### Alıştırma bölümleri:
(A) Göç ve suç oranlarıyla ilgili metni baştan sona, hiçbir değişiklik yapmadan çıktı olarak ver.
(B) Kayıtlarda "Could you point at the suv" ifadesinin geçtiği satırdan başla, kayıtların son satırıyla bitir. Bu satırları, boş olanları atlayarak, "Sıra" ve "Satır" sütunlarından oluşan bir Markdown tablosu olarak biçimlendir.

--- Seçilmiş bölüm ---

Toplumun belirli kesimlerinde sıkça dile getirilen bir iddia var: Göç suç oranlarını artırıyor. Ancak bu söylem ne kadar gerçeği yansıtıyor? Almanya Ekonomi Araştırma Enstitüsü’nün (Ifo) son araştırması, göç hareketlerinin suç oranları üzerindeki etkisini bilimsel verilerle değerlendirdi ve sonuçlar, yaygın olarak bilinen gerçeklerin tam tersi.
Kamuoyundaki bazı ön yargılar, göçmenlerin suç oranlarını artırdığı yönünde olsa da, Ifo’nun araştırması tam tersini söylüyor. 2018-2023 yılları arasında yapılan polis suç istatistikleri analizi, göçmen nüfusun artmasının suç oranlarında kayda değer bir yükselişe neden olmadığını gösteriyor. Göçmenlerin genellikle suç oranlarının zaten yüksek olduğu bölgelere taşınması, istatistiklerde yanıltıcı bir tablo oluşmasına neden oluyor.

--- Alıştırma malzemesi ---

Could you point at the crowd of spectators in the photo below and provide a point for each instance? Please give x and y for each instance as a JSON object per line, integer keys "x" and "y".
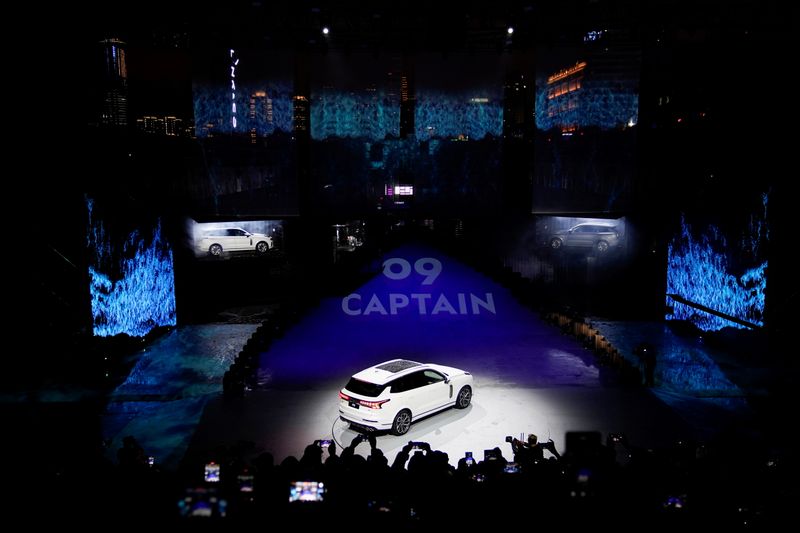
{"x": 591, "y": 483}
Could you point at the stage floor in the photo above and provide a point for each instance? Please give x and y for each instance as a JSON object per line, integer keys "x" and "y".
{"x": 529, "y": 377}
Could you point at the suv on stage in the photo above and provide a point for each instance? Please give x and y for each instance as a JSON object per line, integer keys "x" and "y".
{"x": 392, "y": 395}
{"x": 593, "y": 235}
{"x": 217, "y": 241}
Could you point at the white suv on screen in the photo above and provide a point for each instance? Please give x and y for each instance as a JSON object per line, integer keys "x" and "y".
{"x": 392, "y": 395}
{"x": 222, "y": 240}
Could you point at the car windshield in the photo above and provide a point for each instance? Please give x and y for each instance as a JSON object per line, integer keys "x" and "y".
{"x": 364, "y": 388}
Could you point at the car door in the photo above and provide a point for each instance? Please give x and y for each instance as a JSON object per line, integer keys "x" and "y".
{"x": 583, "y": 236}
{"x": 239, "y": 239}
{"x": 432, "y": 393}
{"x": 439, "y": 389}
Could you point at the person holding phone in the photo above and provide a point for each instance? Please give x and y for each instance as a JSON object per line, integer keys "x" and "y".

---

### Yanıtlar:
(A)
Toplumun belirli kesimlerinde sıkça dile getirilen bir iddia var: Göç suç oranlarını artırıyor. Ancak bu söylem ne kadar gerçeği yansıtıyor? Almanya Ekonomi Araştırma Enstitüsü’nün (Ifo) son araştırması, göç hareketlerinin suç oranları üzerindeki etkisini bilimsel verilerle değerlendirdi ve sonuçlar, yaygın olarak bilinen gerçeklerin tam tersi.
Kamuoyundaki bazı ön yargılar, göçmenlerin suç oranlarını artırdığı yönünde olsa da, Ifo’nun araştırması tam tersini söylüyor. 2018-2023 yılları arasında yapılan polis suç istatistikleri analizi, göçmen nüfusun artmasının suç oranlarında kayda değer bir yükselişe neden olmadığını gösteriyor. Göçmenlerin genellikle suç oranlarının zaten yüksek olduğu bölgelere taşınması, istatistiklerde yanıltıcı bir tablo oluşmasına neden oluyor.

(B)
| Sıra | Satır |
|---|---|
| 1 | Could you point at the suv on stage in the photo above and provide a point for each instance? Please give x and y for each instance as a JSON object per line, integer keys "x" and "y". |
| 2 | {"x": 392, "y": 395} |
| 3 | {"x": 593, "y": 235} |
| 4 | {"x": 217, "y": 241} |
| 5 | Could you point at the white suv on screen in the photo above and provide a point for each instance? Please give x and y for each instance as a JSON object per line, integer keys "x" and "y". |
| 6 | {"x": 392, "y": 395} |
| 7 | {"x": 222, "y": 240} |
| 8 | Could you point at the car windshield in the photo above and provide a point for each instance? Please give x and y for each instance as a JSON object per line, integer keys "x" and "y". |
| 9 | {"x": 364, "y": 388} |
| 10 | Could you point at the car door in the photo above and provide a point for each instance? Please give x and y for each instance as a JSON object per line, integer keys "x" and "y". |
| 11 | {"x": 583, "y": 236} |
| 12 | {"x": 239, "y": 239} |
| 13 | {"x": 432, "y": 393} |
| 14 | {"x": 439, "y": 389} |
| 15 | Could you point at the person holding phone in the photo above and provide a point for each instance? Please give x and y for each instance as a JSON object per line, integer keys "x" and "y". |